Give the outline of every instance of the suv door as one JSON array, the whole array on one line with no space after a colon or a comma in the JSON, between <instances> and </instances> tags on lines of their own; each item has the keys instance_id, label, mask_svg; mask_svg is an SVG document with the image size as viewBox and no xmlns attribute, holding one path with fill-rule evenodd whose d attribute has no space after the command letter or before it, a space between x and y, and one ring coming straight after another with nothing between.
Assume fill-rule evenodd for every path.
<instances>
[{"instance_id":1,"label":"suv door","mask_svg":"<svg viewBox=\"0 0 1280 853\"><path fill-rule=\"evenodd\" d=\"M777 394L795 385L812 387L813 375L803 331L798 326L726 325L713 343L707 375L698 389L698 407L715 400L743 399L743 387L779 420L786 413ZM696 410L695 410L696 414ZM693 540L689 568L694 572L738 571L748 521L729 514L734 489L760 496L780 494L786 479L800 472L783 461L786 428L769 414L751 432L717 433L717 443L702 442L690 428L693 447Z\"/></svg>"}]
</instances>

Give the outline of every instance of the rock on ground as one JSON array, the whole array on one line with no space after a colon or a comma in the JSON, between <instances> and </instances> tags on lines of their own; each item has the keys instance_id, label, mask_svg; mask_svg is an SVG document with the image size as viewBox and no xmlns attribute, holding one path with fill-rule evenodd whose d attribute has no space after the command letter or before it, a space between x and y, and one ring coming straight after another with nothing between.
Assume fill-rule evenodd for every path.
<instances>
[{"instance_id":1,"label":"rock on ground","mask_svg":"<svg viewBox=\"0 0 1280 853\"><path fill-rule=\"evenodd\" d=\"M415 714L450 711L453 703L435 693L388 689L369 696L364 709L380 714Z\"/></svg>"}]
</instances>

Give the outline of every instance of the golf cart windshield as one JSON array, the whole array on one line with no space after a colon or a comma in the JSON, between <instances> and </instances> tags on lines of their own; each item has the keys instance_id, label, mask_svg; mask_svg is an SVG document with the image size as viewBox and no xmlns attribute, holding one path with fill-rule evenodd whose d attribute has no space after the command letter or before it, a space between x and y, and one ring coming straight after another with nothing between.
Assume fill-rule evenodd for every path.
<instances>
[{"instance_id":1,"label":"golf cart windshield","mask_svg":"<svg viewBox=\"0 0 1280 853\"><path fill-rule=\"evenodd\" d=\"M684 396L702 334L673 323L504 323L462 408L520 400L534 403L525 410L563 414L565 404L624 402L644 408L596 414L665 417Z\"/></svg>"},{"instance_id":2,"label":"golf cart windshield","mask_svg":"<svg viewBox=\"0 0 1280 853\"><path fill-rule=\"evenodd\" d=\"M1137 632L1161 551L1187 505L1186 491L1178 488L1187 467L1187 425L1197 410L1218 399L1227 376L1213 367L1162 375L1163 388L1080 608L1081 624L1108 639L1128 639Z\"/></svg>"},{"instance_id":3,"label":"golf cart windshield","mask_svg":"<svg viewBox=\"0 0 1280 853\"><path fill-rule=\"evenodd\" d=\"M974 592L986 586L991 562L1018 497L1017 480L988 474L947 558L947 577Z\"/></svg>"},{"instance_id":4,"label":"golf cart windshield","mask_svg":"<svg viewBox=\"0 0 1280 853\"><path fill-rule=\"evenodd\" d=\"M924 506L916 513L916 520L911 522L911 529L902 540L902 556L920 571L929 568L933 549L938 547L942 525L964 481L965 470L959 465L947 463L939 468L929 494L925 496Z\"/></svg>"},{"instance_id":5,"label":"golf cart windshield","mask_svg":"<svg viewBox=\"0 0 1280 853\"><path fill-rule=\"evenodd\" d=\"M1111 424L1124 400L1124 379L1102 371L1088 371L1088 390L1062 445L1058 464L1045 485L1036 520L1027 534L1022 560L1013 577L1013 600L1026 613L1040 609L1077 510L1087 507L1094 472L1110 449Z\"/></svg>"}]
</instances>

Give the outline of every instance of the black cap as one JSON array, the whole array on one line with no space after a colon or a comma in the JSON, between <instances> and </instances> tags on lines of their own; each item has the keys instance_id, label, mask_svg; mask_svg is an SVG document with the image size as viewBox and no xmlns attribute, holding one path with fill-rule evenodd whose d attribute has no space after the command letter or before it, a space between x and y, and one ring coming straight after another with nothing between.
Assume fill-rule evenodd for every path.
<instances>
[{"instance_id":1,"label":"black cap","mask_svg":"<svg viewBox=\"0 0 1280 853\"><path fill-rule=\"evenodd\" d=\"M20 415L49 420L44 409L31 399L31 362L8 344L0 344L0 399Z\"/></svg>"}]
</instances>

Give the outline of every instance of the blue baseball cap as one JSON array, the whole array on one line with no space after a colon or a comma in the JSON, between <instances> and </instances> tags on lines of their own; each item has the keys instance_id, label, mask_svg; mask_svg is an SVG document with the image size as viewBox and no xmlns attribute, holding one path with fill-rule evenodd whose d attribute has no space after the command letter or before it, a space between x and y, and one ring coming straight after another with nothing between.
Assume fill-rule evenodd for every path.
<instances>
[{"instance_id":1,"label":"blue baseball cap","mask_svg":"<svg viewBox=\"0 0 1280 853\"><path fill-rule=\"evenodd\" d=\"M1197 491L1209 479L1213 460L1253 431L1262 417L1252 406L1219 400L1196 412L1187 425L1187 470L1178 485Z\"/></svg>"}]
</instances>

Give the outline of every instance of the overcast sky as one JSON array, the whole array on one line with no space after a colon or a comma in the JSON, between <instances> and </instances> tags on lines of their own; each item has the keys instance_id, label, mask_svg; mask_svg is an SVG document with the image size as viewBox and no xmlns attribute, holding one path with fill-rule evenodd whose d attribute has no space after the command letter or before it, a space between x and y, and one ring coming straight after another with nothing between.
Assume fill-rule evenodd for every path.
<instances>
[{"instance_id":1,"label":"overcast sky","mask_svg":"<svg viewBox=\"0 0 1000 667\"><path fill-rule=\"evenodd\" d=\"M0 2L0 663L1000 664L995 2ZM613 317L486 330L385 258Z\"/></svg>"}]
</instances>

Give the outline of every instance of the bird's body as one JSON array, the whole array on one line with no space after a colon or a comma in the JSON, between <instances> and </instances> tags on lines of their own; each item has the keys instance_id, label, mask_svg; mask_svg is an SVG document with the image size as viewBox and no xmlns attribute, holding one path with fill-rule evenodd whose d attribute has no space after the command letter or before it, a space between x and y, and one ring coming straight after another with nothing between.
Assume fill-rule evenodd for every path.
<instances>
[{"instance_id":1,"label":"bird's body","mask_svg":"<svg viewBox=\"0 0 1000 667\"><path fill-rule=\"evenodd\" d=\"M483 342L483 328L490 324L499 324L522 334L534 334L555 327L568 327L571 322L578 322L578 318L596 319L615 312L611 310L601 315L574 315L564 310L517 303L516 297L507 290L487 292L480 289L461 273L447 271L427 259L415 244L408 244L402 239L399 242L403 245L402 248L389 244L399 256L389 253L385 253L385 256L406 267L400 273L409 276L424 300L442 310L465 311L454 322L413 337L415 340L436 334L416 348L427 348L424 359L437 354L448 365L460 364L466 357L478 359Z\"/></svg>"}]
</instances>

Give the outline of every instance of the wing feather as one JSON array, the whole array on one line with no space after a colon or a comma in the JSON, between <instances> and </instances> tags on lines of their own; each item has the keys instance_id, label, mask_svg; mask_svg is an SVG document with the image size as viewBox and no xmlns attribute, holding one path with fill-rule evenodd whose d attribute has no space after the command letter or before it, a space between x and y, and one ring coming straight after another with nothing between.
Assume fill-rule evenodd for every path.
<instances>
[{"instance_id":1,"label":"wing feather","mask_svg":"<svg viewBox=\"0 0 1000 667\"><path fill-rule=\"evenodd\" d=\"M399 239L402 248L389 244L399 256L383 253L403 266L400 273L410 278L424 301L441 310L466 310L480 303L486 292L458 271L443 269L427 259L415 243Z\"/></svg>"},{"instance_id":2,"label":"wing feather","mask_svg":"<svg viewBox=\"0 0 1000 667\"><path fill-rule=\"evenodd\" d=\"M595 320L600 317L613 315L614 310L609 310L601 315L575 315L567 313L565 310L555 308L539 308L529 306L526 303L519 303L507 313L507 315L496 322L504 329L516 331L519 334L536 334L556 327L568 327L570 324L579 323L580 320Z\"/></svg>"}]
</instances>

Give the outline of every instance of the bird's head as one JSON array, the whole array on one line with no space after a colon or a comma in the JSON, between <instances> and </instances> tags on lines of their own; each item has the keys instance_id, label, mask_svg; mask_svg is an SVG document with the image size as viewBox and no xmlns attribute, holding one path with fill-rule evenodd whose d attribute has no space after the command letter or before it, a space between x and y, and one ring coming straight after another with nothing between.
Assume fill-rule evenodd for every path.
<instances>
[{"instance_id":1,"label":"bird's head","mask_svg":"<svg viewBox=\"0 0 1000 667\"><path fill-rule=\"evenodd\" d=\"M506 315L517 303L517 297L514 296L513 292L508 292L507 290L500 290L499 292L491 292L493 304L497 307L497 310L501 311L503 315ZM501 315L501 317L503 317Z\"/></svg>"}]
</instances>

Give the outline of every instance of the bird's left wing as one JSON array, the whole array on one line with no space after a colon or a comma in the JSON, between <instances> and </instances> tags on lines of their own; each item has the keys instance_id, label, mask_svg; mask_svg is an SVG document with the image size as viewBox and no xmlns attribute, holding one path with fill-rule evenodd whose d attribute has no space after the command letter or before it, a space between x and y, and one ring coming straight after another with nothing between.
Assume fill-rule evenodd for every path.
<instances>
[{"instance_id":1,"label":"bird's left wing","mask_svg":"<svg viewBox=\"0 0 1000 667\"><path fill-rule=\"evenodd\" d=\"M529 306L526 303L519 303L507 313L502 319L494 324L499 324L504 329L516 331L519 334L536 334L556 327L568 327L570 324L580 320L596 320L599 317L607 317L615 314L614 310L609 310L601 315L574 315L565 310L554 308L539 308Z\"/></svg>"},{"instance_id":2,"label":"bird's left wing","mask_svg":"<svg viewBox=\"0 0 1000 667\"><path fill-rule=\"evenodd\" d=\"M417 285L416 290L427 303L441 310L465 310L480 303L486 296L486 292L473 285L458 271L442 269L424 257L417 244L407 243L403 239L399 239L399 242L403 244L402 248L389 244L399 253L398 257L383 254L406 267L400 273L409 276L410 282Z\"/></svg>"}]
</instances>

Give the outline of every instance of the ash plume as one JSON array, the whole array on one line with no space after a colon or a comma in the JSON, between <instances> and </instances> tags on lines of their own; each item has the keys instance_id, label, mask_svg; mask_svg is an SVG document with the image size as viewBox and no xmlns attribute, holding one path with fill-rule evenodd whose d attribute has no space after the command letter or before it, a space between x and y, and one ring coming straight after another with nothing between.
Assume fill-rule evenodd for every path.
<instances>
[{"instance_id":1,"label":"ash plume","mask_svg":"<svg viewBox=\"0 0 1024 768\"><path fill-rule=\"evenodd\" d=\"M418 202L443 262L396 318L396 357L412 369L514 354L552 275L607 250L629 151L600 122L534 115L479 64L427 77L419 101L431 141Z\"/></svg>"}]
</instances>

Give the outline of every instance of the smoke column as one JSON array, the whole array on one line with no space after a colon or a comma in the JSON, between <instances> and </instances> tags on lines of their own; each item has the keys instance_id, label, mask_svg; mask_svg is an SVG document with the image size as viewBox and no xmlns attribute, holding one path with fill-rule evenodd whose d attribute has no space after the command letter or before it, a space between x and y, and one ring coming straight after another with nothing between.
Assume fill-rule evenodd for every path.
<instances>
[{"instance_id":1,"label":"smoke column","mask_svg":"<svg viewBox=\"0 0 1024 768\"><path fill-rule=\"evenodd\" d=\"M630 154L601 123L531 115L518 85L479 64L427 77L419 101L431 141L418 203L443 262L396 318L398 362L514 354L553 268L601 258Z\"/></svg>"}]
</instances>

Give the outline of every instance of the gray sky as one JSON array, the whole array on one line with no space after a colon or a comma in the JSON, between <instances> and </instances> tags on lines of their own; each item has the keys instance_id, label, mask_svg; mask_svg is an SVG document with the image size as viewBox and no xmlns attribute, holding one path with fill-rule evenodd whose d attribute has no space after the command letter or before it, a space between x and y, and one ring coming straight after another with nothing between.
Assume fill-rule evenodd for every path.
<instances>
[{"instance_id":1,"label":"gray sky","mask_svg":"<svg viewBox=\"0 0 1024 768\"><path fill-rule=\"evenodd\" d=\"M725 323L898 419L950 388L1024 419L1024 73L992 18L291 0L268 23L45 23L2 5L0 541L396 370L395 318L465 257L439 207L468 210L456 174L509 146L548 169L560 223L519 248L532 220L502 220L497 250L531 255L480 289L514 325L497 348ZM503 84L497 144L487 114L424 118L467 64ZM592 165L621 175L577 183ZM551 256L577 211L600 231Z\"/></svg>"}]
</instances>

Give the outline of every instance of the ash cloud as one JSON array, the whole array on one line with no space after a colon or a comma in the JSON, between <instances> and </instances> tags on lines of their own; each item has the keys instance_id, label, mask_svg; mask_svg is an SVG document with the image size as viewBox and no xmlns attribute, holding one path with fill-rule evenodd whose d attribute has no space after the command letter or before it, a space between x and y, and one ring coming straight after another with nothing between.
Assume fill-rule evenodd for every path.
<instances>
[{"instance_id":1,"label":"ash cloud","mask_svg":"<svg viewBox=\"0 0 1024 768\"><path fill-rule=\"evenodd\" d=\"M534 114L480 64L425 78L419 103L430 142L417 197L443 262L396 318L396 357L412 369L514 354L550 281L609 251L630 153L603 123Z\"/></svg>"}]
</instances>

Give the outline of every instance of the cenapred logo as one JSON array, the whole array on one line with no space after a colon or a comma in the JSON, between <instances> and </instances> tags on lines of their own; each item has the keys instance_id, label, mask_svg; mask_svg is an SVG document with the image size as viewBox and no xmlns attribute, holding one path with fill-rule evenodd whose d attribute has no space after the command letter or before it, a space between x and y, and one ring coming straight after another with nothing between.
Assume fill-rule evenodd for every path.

____

To do: The answer should consist only of the lines from the one containing "Give the outline of every instance of the cenapred" through the last line of the data, given again exactly.

Task response:
Give the outline of every instance of the cenapred logo as one JSON array, the whole array on one line with no space after a colon or a comma in the JSON, between <instances> and </instances> tags on lines of their own; each item has the keys instance_id, label, mask_svg; mask_svg is an SVG document with the image size as viewBox and no xmlns attribute, holding one path with fill-rule evenodd whose d attribute has no space after the command letter or before it, a space between x and y, and one ring coming straight after another with nothing between.
Assume fill-rule evenodd for every path.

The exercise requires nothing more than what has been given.